● **EXERCISE DETAILS**:
Reproduce the listing below line for line, with every character unchanged.

::::::::::

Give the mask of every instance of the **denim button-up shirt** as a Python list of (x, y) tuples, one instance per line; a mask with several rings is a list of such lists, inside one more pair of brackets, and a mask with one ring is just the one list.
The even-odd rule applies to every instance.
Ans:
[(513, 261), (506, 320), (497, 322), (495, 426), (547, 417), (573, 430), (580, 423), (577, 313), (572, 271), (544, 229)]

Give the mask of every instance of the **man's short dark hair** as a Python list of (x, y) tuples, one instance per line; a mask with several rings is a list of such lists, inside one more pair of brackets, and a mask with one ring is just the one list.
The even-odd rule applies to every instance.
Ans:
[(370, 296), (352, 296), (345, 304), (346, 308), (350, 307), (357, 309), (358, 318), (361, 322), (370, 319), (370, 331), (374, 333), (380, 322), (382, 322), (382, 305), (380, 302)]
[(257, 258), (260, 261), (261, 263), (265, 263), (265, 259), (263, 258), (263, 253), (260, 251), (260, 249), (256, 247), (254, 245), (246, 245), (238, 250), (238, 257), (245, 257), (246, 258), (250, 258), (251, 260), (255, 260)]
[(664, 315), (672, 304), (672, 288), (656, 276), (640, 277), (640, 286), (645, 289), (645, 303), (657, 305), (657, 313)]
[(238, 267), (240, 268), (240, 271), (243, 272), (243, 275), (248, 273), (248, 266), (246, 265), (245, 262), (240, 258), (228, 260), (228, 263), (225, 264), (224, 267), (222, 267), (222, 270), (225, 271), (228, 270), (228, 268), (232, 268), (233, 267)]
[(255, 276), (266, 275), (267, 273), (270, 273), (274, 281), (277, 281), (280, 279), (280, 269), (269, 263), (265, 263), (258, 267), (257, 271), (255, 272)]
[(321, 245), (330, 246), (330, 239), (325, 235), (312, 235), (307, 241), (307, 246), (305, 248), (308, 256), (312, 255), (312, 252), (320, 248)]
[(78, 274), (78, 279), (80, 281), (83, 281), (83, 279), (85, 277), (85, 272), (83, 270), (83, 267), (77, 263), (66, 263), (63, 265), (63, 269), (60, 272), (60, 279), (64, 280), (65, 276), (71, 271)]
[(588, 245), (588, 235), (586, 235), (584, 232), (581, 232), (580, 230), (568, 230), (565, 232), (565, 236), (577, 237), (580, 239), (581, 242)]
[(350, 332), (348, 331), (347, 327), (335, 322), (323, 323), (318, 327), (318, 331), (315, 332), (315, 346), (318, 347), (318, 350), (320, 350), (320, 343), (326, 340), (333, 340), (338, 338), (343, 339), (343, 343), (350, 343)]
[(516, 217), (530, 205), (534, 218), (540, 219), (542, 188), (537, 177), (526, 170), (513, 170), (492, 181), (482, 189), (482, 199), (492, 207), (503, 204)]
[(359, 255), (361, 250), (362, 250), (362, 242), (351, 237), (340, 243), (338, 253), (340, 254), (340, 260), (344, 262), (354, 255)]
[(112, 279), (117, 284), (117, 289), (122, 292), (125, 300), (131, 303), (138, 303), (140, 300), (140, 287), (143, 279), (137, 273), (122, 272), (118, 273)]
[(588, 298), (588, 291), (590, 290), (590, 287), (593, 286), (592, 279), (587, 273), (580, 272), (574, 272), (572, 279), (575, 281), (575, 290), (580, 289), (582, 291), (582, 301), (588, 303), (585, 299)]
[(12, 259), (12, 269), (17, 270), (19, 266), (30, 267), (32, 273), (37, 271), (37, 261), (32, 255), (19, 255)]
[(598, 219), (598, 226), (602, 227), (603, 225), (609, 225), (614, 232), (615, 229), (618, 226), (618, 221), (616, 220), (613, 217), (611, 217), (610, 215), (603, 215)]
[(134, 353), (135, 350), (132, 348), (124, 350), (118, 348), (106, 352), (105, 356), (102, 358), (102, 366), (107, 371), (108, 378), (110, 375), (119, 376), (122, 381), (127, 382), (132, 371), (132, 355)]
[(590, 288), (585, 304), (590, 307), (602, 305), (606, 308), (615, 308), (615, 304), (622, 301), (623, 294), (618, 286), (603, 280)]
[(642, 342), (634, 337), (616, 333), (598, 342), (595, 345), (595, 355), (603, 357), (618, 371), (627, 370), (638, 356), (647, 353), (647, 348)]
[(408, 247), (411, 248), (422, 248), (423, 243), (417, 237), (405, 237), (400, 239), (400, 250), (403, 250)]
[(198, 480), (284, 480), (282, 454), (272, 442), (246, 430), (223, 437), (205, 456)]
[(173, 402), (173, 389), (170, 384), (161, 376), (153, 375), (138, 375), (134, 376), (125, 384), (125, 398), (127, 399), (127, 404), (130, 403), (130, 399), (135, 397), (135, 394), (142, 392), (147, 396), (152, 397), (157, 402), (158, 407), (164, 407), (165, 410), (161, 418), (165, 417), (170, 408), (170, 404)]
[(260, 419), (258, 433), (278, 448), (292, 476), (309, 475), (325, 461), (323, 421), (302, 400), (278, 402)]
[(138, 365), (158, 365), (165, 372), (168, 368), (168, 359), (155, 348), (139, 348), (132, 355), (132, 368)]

::::::::::

● **ANSWER FOR THE TASK**:
Give the mask of every instance of the **denim button-up shirt** as a Python list of (x, y) tuples, one instance per line; a mask with several rings is a list of such lists, inside one more pair of brackets, and a mask with one ring is just the one list.
The even-odd rule applies to every instance.
Ans:
[(513, 261), (506, 320), (497, 322), (495, 426), (547, 417), (573, 430), (580, 423), (577, 313), (572, 271), (544, 229)]

Give the mask of every instance of the **man's short dark hair** as a Python list of (x, y) tuples, one instance per line; a mask with several rings is a list of such lists, inside one more pair of brackets, and a mask with one ring is just the one list.
The even-odd rule applies to every instance.
Ans:
[(370, 296), (352, 296), (345, 304), (346, 308), (350, 307), (357, 309), (358, 318), (361, 322), (370, 319), (370, 331), (374, 333), (380, 322), (382, 322), (382, 305), (380, 302)]
[(257, 258), (260, 261), (261, 263), (265, 263), (265, 259), (263, 258), (263, 253), (260, 251), (260, 249), (256, 247), (254, 245), (246, 245), (238, 250), (238, 257), (245, 257), (246, 258), (250, 258), (251, 260), (255, 260)]
[(664, 315), (672, 304), (672, 288), (656, 276), (640, 277), (640, 286), (645, 289), (645, 303), (657, 305), (657, 313)]
[(238, 267), (240, 268), (240, 271), (243, 272), (243, 275), (248, 273), (248, 266), (246, 265), (245, 262), (240, 258), (228, 260), (228, 263), (225, 264), (224, 267), (222, 267), (222, 270), (225, 271), (228, 270), (228, 268), (232, 268), (233, 267)]
[(255, 276), (266, 275), (267, 273), (270, 273), (274, 281), (277, 281), (280, 279), (280, 269), (269, 263), (265, 263), (258, 267), (257, 271), (255, 272)]
[(321, 245), (330, 246), (330, 239), (325, 235), (312, 235), (307, 241), (307, 246), (305, 248), (308, 256), (312, 255), (312, 252), (320, 248)]
[(78, 274), (78, 279), (80, 281), (83, 281), (83, 279), (85, 277), (85, 272), (83, 270), (83, 267), (77, 263), (66, 263), (63, 265), (63, 269), (60, 272), (60, 279), (64, 280), (65, 276), (71, 271)]
[(588, 245), (588, 235), (586, 235), (584, 232), (581, 232), (580, 230), (568, 230), (565, 232), (565, 236), (577, 237), (580, 239), (581, 242)]
[(350, 332), (348, 331), (347, 327), (335, 322), (323, 323), (318, 327), (318, 331), (315, 332), (315, 346), (318, 347), (318, 350), (320, 350), (320, 343), (326, 340), (333, 340), (338, 338), (343, 339), (343, 343), (350, 343)]
[(516, 217), (530, 205), (534, 218), (540, 219), (542, 188), (537, 177), (526, 170), (513, 170), (492, 181), (482, 189), (482, 199), (492, 207), (503, 204)]
[(359, 255), (361, 250), (362, 250), (362, 242), (351, 237), (340, 243), (338, 253), (340, 254), (340, 260), (344, 262), (354, 255)]
[(112, 279), (117, 284), (117, 289), (122, 292), (125, 300), (131, 303), (138, 303), (140, 300), (140, 287), (143, 279), (137, 273), (122, 272), (118, 273)]
[(588, 298), (588, 291), (590, 290), (590, 287), (593, 286), (592, 279), (587, 273), (580, 272), (574, 272), (572, 279), (575, 281), (575, 290), (580, 289), (582, 291), (582, 301), (588, 303), (585, 299)]
[(12, 259), (12, 269), (17, 270), (19, 266), (30, 267), (32, 273), (37, 271), (37, 261), (32, 255), (19, 255)]
[(598, 219), (598, 226), (602, 227), (603, 225), (609, 225), (614, 232), (615, 229), (618, 226), (618, 221), (616, 220), (613, 217), (611, 217), (610, 215), (603, 215)]
[(134, 353), (135, 350), (132, 348), (124, 350), (118, 348), (106, 352), (105, 356), (102, 358), (102, 366), (107, 371), (108, 378), (110, 375), (119, 376), (122, 381), (127, 382), (132, 371), (132, 355)]
[(590, 288), (585, 304), (590, 307), (602, 305), (606, 308), (615, 308), (615, 304), (622, 301), (623, 294), (618, 286), (603, 280)]
[(642, 342), (634, 337), (616, 333), (598, 342), (595, 345), (595, 355), (603, 357), (618, 371), (627, 370), (638, 356), (647, 353), (647, 348)]
[(408, 247), (411, 248), (422, 248), (423, 243), (417, 237), (405, 237), (400, 239), (400, 250), (403, 250)]
[(198, 480), (284, 480), (282, 454), (272, 442), (246, 430), (223, 437), (205, 456)]
[(173, 402), (173, 389), (170, 384), (161, 376), (153, 375), (138, 375), (134, 376), (125, 384), (125, 398), (127, 399), (127, 404), (130, 403), (130, 399), (135, 397), (135, 394), (142, 392), (147, 396), (152, 397), (157, 402), (158, 407), (164, 407), (165, 410), (161, 418), (165, 417), (170, 408), (170, 404)]
[(260, 419), (258, 433), (278, 448), (292, 476), (309, 475), (325, 461), (323, 421), (302, 400), (278, 402)]
[(138, 365), (158, 365), (165, 372), (168, 368), (168, 359), (155, 348), (139, 348), (132, 355), (132, 368)]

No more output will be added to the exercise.